- [Given instruction 1]: Quote every phrase in the friendship blog post that begins with "it's like," through the end of its clause.
- [Given instruction 2]: For each statement, answer yes or no based on the friendship blog post, and quote the words that decide it: (a) The writer was in a romantic relationship with the friend. (b) The writer admits to judging friends. (c) The writer is sure about wanting to call the friend.

- [Selected passage]:
=-=-=

Posts Tagged friendship

walk the path less traveled.

it’s been a while since i’ve written something meaningful. and tonight, i feel a little lonely because for the past few weeks, i think i’ve missed a part of me. a person. and while it’s not healthy for me to hang wih her, i still feel conflicted because we’ve had the best times ever together.

it’s like a weird breakup. the whole loving a person but knowing that you broke up with them for a reason.

& i really can’t even compare it to a breakup because we didn’t break up. and no i was not in a relationship with her because yes, i am not a lesbian. she was one of my best friends. a best friend. or so i thought.

and i still think we are. but somewhere along the way, it just fell. what goes up must come down. and soon, it’s like you don’t even know the person and secrets held back are all that you have in common. a wall placed in between. and it sucks. it really does. i want to pick up the phone. but at the same time, i don’t. it’s like purgatory. seeing if you’re good or waiting to repent for your sins.

what i felt stood in a way was the impulse to lie. why does one lie even when they don’t need to? i’ve never been someone to truly criticize someone for telling the truth, no matter how bad. sure i’ve judged people. i judge all my friends. but in the end, they’re still my friends for a reason. i don’t give a shit what they do because i always know there’s some good part of them. and i believe in that. trust bonds friendship and i try to be there for people that need me. and though my trying isn’t very meaningful, shouldn’t it be something?

=-=-=

- [Raw data]:
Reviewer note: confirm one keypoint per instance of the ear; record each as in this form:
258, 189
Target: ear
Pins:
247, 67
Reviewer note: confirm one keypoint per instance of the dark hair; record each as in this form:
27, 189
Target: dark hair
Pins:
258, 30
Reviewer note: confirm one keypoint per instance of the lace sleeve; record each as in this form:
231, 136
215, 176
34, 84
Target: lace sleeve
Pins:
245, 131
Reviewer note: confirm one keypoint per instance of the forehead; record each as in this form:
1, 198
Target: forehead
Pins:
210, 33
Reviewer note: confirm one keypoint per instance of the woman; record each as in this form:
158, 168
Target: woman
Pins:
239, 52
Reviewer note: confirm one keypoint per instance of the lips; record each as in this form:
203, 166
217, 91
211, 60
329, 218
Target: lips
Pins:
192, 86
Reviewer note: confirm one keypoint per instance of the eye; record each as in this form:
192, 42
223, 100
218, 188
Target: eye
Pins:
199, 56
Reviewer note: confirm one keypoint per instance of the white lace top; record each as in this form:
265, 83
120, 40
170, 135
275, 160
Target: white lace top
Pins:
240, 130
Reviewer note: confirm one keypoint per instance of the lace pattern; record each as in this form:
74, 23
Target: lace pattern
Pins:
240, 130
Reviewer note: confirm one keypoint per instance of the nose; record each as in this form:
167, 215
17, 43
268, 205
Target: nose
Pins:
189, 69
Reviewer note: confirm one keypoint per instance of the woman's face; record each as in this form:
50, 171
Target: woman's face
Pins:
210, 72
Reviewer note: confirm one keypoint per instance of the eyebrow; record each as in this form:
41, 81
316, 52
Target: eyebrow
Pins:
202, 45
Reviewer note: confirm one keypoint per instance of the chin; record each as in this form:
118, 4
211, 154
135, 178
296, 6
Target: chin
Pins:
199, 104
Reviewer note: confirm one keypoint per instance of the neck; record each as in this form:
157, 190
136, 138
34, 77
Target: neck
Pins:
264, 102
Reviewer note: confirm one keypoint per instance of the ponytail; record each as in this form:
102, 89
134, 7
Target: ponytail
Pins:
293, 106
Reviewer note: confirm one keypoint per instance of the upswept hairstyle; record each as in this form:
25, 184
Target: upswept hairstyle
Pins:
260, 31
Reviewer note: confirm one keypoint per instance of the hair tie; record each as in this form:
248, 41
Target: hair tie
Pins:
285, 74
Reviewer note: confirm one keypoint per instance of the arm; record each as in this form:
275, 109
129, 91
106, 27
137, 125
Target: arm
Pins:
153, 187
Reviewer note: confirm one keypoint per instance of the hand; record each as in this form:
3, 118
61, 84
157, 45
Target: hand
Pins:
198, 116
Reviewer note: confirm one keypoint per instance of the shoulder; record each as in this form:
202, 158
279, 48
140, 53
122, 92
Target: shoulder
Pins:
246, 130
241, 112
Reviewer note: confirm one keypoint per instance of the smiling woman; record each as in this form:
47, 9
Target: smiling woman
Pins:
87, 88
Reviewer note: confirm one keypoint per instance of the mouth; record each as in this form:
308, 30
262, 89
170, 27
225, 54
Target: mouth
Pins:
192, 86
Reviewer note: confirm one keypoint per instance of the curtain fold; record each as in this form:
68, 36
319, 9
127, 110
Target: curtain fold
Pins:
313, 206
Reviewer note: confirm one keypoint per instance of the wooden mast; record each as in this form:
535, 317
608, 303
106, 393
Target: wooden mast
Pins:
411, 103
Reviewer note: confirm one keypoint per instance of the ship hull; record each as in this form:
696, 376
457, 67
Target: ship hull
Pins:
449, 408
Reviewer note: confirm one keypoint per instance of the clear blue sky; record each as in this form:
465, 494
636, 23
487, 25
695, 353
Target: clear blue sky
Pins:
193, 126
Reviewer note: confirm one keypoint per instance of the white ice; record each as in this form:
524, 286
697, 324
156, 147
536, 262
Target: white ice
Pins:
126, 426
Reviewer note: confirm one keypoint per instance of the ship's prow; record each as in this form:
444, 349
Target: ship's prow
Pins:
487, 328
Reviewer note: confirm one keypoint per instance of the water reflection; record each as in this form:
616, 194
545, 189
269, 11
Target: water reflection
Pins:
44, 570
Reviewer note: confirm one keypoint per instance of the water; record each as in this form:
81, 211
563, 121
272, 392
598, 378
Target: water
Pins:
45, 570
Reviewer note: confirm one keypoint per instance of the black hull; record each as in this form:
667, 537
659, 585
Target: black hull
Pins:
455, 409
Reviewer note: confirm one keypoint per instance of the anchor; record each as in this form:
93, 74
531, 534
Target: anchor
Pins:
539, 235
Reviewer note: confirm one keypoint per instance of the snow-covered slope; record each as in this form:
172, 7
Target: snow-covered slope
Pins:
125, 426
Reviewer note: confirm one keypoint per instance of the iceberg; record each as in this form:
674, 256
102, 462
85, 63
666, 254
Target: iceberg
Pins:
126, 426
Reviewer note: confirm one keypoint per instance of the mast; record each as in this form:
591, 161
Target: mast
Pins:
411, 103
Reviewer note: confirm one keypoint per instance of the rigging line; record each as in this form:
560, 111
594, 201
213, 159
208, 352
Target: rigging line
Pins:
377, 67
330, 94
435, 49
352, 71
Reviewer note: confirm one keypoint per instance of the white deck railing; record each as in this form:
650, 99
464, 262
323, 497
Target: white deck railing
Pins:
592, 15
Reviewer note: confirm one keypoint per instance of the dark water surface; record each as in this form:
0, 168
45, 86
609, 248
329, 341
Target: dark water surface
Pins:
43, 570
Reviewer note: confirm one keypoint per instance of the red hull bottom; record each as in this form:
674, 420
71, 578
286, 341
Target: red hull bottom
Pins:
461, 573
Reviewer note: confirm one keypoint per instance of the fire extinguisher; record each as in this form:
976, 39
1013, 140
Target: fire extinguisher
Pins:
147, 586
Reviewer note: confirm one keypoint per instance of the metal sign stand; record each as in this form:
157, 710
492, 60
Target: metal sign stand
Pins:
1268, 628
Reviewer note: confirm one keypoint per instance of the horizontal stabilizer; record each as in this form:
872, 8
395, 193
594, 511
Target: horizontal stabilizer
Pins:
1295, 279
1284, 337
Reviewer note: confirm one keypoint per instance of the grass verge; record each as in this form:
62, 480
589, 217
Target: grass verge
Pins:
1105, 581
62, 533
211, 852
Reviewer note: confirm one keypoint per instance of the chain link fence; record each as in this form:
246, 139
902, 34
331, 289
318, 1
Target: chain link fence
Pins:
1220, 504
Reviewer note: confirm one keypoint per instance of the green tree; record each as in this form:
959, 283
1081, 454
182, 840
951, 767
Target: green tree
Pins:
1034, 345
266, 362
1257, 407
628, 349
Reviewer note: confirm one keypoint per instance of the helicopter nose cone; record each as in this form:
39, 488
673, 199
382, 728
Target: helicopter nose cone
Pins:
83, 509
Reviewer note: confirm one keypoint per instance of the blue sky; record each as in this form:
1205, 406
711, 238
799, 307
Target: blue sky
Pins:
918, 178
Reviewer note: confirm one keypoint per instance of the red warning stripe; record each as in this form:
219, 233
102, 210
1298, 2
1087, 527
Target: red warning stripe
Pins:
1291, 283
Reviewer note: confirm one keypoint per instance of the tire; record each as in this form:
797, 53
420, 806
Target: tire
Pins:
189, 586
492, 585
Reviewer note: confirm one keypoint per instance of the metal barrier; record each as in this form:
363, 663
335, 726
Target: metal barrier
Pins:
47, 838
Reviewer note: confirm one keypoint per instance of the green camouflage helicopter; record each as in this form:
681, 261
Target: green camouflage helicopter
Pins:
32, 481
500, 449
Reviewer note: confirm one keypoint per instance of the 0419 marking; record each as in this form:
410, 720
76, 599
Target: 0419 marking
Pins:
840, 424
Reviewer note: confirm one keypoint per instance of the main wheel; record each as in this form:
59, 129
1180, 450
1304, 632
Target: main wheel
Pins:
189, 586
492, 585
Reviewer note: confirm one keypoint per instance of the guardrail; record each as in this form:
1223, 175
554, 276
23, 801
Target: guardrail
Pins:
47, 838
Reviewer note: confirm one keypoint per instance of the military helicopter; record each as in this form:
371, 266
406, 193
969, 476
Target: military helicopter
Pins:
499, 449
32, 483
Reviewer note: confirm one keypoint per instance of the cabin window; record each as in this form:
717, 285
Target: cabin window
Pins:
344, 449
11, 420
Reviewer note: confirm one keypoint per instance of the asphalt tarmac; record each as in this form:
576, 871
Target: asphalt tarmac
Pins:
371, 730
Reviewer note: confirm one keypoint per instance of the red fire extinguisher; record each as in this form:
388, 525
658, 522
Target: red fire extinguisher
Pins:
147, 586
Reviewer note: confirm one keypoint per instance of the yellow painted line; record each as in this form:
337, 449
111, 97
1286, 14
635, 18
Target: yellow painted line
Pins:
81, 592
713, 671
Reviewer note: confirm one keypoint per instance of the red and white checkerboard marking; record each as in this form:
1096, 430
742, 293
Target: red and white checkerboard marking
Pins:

=-=-=

- [Response 1]:
- it’s like a weird breakup.
- it’s like you don’t even know the person
- it’s like purgatory.

- [Response 2]:
(a) No: "no i was not in a relationship with her"
(b) Yes: "i judge all my friends."
(c) No: "i want to pick up the phone. but at the same time, i don’t."